▶ **WHAT IS NEEDED**
Below are some records; repeat them all exactly, minus the pictures.

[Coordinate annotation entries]
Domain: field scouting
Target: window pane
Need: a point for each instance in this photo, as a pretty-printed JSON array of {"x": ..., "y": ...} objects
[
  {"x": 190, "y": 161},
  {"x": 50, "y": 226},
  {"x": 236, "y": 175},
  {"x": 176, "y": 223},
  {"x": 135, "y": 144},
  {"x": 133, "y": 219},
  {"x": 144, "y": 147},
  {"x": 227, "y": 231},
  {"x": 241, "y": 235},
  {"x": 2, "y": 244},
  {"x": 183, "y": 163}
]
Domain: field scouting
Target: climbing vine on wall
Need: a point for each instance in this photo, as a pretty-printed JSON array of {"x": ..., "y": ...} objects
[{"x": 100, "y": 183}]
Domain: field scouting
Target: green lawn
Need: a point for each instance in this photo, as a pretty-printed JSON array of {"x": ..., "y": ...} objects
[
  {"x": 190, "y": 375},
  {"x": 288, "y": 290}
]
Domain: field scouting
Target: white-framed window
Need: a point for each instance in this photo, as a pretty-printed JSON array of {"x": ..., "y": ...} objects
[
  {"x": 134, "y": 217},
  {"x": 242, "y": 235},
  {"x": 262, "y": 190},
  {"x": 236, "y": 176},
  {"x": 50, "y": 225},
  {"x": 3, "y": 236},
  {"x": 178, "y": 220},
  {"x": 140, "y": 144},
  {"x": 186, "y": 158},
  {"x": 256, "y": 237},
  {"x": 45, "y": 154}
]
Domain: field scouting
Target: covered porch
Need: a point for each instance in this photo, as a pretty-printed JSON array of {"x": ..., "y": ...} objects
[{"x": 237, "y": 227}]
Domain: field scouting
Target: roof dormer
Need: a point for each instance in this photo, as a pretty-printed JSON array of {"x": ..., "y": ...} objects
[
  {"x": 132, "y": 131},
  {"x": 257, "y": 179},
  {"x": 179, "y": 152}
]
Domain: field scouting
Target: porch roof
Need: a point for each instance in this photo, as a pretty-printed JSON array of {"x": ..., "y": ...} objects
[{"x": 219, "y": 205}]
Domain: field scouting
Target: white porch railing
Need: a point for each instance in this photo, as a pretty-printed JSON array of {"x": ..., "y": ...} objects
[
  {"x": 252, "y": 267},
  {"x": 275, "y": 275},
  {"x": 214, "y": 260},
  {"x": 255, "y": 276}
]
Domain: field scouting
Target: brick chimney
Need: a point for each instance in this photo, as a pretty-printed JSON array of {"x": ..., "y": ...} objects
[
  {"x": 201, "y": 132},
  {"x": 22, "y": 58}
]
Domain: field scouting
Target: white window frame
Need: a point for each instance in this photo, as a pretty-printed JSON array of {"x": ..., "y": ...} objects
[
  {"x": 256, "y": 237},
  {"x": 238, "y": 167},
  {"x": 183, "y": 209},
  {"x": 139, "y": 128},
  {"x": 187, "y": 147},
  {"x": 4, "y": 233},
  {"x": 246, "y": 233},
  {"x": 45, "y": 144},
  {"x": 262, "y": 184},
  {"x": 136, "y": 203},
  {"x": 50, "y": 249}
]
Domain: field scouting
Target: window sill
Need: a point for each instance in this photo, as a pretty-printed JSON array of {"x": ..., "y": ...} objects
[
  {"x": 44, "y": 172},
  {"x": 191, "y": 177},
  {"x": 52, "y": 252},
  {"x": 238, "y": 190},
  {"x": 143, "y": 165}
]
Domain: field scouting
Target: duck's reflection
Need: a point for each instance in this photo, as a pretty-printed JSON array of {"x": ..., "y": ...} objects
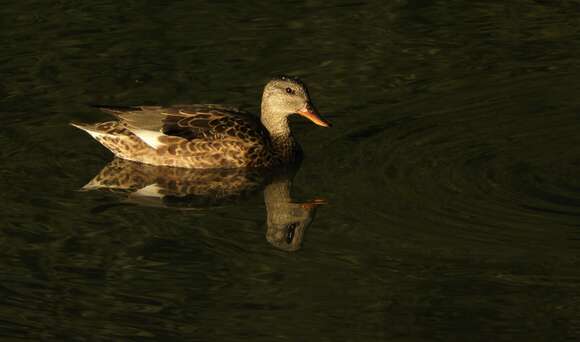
[{"x": 182, "y": 188}]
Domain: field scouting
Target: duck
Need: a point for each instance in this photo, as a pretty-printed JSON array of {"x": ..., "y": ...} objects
[
  {"x": 195, "y": 190},
  {"x": 209, "y": 136}
]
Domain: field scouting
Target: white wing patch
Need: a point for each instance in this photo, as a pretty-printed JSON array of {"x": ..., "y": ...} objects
[
  {"x": 151, "y": 138},
  {"x": 152, "y": 190}
]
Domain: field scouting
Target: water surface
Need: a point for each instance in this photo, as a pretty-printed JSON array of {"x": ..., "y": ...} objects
[{"x": 450, "y": 175}]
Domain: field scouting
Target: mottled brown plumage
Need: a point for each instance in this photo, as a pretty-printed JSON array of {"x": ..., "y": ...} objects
[
  {"x": 195, "y": 189},
  {"x": 209, "y": 136}
]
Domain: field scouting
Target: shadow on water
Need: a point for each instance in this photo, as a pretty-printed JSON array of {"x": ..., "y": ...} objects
[
  {"x": 187, "y": 189},
  {"x": 451, "y": 173}
]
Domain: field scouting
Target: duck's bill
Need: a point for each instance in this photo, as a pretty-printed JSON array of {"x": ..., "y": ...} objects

▶ **EXERCISE ANSWER**
Domain: field scouting
Target: window pane
Need: a point for each instance in this photo, as a pretty-printed JSON array of {"x": ..., "y": ...} objects
[
  {"x": 190, "y": 161},
  {"x": 50, "y": 226},
  {"x": 236, "y": 175},
  {"x": 176, "y": 223},
  {"x": 135, "y": 144},
  {"x": 133, "y": 219},
  {"x": 144, "y": 147},
  {"x": 227, "y": 231},
  {"x": 241, "y": 235},
  {"x": 2, "y": 244},
  {"x": 183, "y": 163}
]
Domain: field scouting
Target: climbing vine on wall
Need: a point for each instance in this photo, as a pretty-printed JSON array of {"x": ..., "y": ...} objects
[{"x": 100, "y": 183}]
Domain: field scouting
Target: green lawn
Need: a point for each instance in this photo, as a pretty-printed JSON array of {"x": ..., "y": ...} objects
[
  {"x": 190, "y": 375},
  {"x": 288, "y": 290}
]
Domain: field scouting
Target: white-framed window
Need: a point for each instance in this photo, as a pretty-printed JSON array of {"x": ..., "y": ...} objects
[
  {"x": 134, "y": 217},
  {"x": 242, "y": 235},
  {"x": 262, "y": 190},
  {"x": 236, "y": 176},
  {"x": 50, "y": 225},
  {"x": 3, "y": 236},
  {"x": 178, "y": 220},
  {"x": 140, "y": 144},
  {"x": 186, "y": 158},
  {"x": 256, "y": 237},
  {"x": 45, "y": 154}
]
Domain: field scouting
Target: covered porch
Need: a point for each instance in this photo, as a pretty-printed JSON array of {"x": ..., "y": ...} objects
[{"x": 237, "y": 227}]
Domain: field scouting
Target: roof dormer
Need: a point for each instance in this photo, as a pretty-printed JSON array of {"x": ..., "y": ...} objects
[
  {"x": 132, "y": 131},
  {"x": 257, "y": 179},
  {"x": 179, "y": 152}
]
Domain: field scouting
Target: porch roof
Need: a point for each instance in this photo, as a pretty-printed JSON array of {"x": ..., "y": ...} objects
[{"x": 219, "y": 205}]
Domain: field scouting
Target: white porch railing
Need: a point for each instance in this photo, as a pretty-printed JSON array of {"x": ..., "y": ...} objects
[
  {"x": 252, "y": 267},
  {"x": 275, "y": 275},
  {"x": 214, "y": 260},
  {"x": 255, "y": 276}
]
Domain: field scouting
Target: brick chimney
Need: a point for each instance in this photo, as a pretty-printed JSON array of {"x": ..., "y": ...} objects
[
  {"x": 201, "y": 132},
  {"x": 22, "y": 58}
]
Domain: field scouting
Target: white window frame
Need: a point for each instance in this photo, as a pretty-printed JSON array of {"x": ..., "y": ...} objects
[
  {"x": 256, "y": 237},
  {"x": 238, "y": 167},
  {"x": 183, "y": 209},
  {"x": 139, "y": 128},
  {"x": 187, "y": 147},
  {"x": 4, "y": 233},
  {"x": 246, "y": 233},
  {"x": 45, "y": 144},
  {"x": 262, "y": 184},
  {"x": 136, "y": 203},
  {"x": 50, "y": 249}
]
Domain: field scouting
Target: window sill
Need: a point for each instance in this photo, as a pretty-printed JSON array of {"x": ..., "y": ...} objects
[
  {"x": 44, "y": 172},
  {"x": 191, "y": 177},
  {"x": 52, "y": 252},
  {"x": 238, "y": 190},
  {"x": 143, "y": 165}
]
Domain: field scouting
Target: duck's reflection
Need: a point for each instance in this photo, as a pretty-printed JSON array of {"x": ..., "y": ...} objects
[{"x": 182, "y": 188}]
Domain: field scouting
Target: duck
Need: a point for each instance in this photo, as a pretty-printed JSON array of {"x": ..., "y": ...} objects
[
  {"x": 195, "y": 190},
  {"x": 209, "y": 136}
]
Domain: field scouting
Target: white wing patch
Need: a point for each instance in this photo, as a pretty-printed JSON array of {"x": ..., "y": ...} objects
[
  {"x": 151, "y": 138},
  {"x": 152, "y": 190}
]
Domain: field scouting
Target: water surface
Need: a point for each instance in this photo, as a pretty-printed JSON array of {"x": ..., "y": ...} objects
[{"x": 450, "y": 175}]
Domain: field scouting
Target: mottled brown plumage
Need: a point for each instance in this photo, as a pretty-printed JSON array of {"x": ..., "y": ...} objects
[
  {"x": 195, "y": 189},
  {"x": 209, "y": 136}
]
Domain: field scouting
Target: shadow on water
Need: a point for each instance in this photo, as a pretty-printed JSON array of {"x": ..., "y": ...} objects
[
  {"x": 187, "y": 189},
  {"x": 451, "y": 173}
]
Domain: field scouting
Target: duck's bill
Need: a point for each instance in this photo, as a pretty-printed JSON array of {"x": ..., "y": ...} objects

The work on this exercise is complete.